TEXT EXTRACT:

----

Consumerism is another area of ­modern anxiety, think “self service”, “bagging area” and the grimly ­depressing ­“unexpected item”. But increasingly the dystopia of the cost of living crisis is ­cropping up too with the worryingly familiar “energy bill”, “tax return” and “mortgage payments”.

My own personal anxiety is “eye ­contact”, two relatively simple words that when brought together can trouble even the most confident socialite. Making eye contact is a skill that is for many difficult to perfect. For young teenagers, those on the autism spectrum and others that are naturally shy, making eye contact can be stressful and self-injurious.

Last week’s top-ranking two-word ­expression online was “leadership ­contest”, a nod to the excruciating circus of right-wing smugness that visited Perth this week and attracted yet another round of unmerited media attention.

It is staggering how much air-time has been given over to this ­roadshow, ­especially by public service ­broadcasters, who otherwise trumpet the cause of ­balance and impartiality, but lose their marbles when it comes to the ­Conservative leadership race. Most have simply ­accepted the arcane Tory ­membership rules rather than arguing that a general election might be a better way of testing democracy.

Then there’s’ the “free market” – I ­cannot remember when a political dogma has been given so much space to bark on air, without any corresponding critique or any underlying theoretical opposition.

It would be unthinkable that a ­national television network would offer Mick Lynch of the RMT union and Roz ­Foyer, general secretary of the STUC, an ­opportunity to tour the UK, ­discussing ­inflated executive pay, the benefits of ­public ownership and their views on the crisis of modern capitalism.

Anyone who has endured the Liz Truss/Rishi Sunak roadshow and still believes that the media is a left-leaning conspiracy has been dunking acid tabs in their Baileys.

Yes, the two Tory aspirants have been asked set-piece questions about the cost of living crisis and the teetering economy and, yes, some TV journalists have put them under greater scrutiny than ­others, but rarely have either of them been nailed down to explain the failures of Boris ­Johnson’s premiership, his absence from duty and the failures of Brexit and its false promise of a wealth-enabling free market.

----

RECORDS SHOWN:
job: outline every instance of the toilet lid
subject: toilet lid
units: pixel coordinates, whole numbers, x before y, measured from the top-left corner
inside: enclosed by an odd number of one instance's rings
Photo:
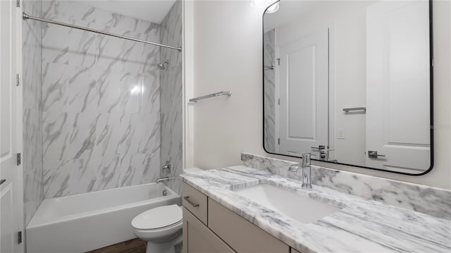
[[[138,214],[132,221],[136,229],[156,229],[167,227],[182,221],[182,209],[176,204],[153,208]]]

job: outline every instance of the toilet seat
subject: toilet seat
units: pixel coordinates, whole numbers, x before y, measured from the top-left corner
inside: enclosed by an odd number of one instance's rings
[[[168,229],[182,223],[182,209],[176,204],[159,206],[138,214],[132,221],[135,230]]]

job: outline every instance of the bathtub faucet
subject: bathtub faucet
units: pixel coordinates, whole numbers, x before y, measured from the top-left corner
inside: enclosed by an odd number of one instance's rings
[[[156,183],[161,183],[161,182],[166,182],[166,181],[169,181],[169,177],[161,178],[156,180]]]

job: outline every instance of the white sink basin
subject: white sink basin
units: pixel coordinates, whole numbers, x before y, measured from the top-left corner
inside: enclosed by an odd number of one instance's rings
[[[304,223],[309,223],[340,209],[308,197],[298,195],[272,185],[260,184],[234,190],[265,207]]]

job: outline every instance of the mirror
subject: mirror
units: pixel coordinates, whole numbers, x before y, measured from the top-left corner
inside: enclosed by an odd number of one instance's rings
[[[265,151],[428,172],[431,8],[424,0],[281,0],[267,8]]]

----

EXERCISE INSTRUCTIONS:
1. Write out the whole text on two-word expressions and the Conservative leadership race, word for word.
2. Pull every line of the records out unchanged, leaving the pictures out of your answer.

EXERCISE RESPONSES:
1.
Consumerism is another area of ­modern anxiety, think “self service”, “bagging area” and the grimly ­depressing ­“unexpected item”. But increasingly the dystopia of the cost of living crisis is ­cropping up too with the worryingly familiar “energy bill”, “tax return” and “mortgage payments”.

My own personal anxiety is “eye ­contact”, two relatively simple words that when brought together can trouble even the most confident socialite. Making eye contact is a skill that is for many difficult to perfect. For young teenagers, those on the autism spectrum and others that are naturally shy, making eye contact can be stressful and self-injurious.

Last week’s top-ranking two-word ­expression online was “leadership ­contest”, a nod to the excruciating circus of right-wing smugness that visited Perth this week and attracted yet another round of unmerited media attention.

It is staggering how much air-time has been given over to this ­roadshow, ­especially by public service ­broadcasters, who otherwise trumpet the cause of ­balance and impartiality, but lose their marbles when it comes to the ­Conservative leadership race. Most have simply ­accepted the arcane Tory ­membership rules rather than arguing that a general election might be a better way of testing democracy.

Then there’s’ the “free market” – I ­cannot remember when a political dogma has been given so much space to bark on air, without any corresponding critique or any underlying theoretical opposition.

It would be unthinkable that a ­national television network would offer Mick Lynch of the RMT union and Roz ­Foyer, general secretary of the STUC, an ­opportunity to tour the UK, ­discussing ­inflated executive pay, the benefits of ­public ownership and their views on the crisis of modern capitalism.

Anyone who has endured the Liz Truss/Rishi Sunak roadshow and still believes that the media is a left-leaning conspiracy has been dunking acid tabs in their Baileys.

Yes, the two Tory aspirants have been asked set-piece questions about the cost of living crisis and the teetering economy and, yes, some TV journalists have put them under greater scrutiny than ­others, but rarely have either of them been nailed down to explain the failures of Boris ­Johnson’s premiership, his absence from duty and the failures of Brexit and its false promise of a wealth-enabling free market.

2.
job: outline every instance of the toilet lid
subject: toilet lid
units: pixel coordinates, whole numbers, x before y, measured from the top-left corner
inside: enclosed by an odd number of one instance's rings
Photo:
[[[138,214],[132,221],[136,229],[156,229],[167,227],[182,221],[182,209],[176,204],[153,208]]]

job: outline every instance of the toilet seat
subject: toilet seat
units: pixel coordinates, whole numbers, x before y, measured from the top-left corner
inside: enclosed by an odd number of one instance's rings
[[[168,229],[182,223],[182,209],[176,204],[159,206],[138,214],[132,221],[135,230]]]

job: outline every instance of the bathtub faucet
subject: bathtub faucet
units: pixel coordinates, whole numbers, x before y, measured from the top-left corner
inside: enclosed by an odd number of one instance's rings
[[[156,183],[161,183],[161,182],[166,182],[166,181],[169,181],[169,177],[161,178],[156,180]]]

job: outline every instance of the white sink basin
subject: white sink basin
units: pixel coordinates, whole numbers, x before y, measured from the top-left corner
inside: enclosed by an odd number of one instance's rings
[[[304,223],[309,223],[340,209],[308,197],[298,195],[272,185],[260,184],[234,190],[265,207]]]

job: outline every instance of the mirror
subject: mirror
units: pixel coordinates, whole numbers, x before y, measured from the top-left corner
inside: enclosed by an odd number of one instance's rings
[[[265,151],[428,172],[431,8],[424,0],[281,0],[267,8]]]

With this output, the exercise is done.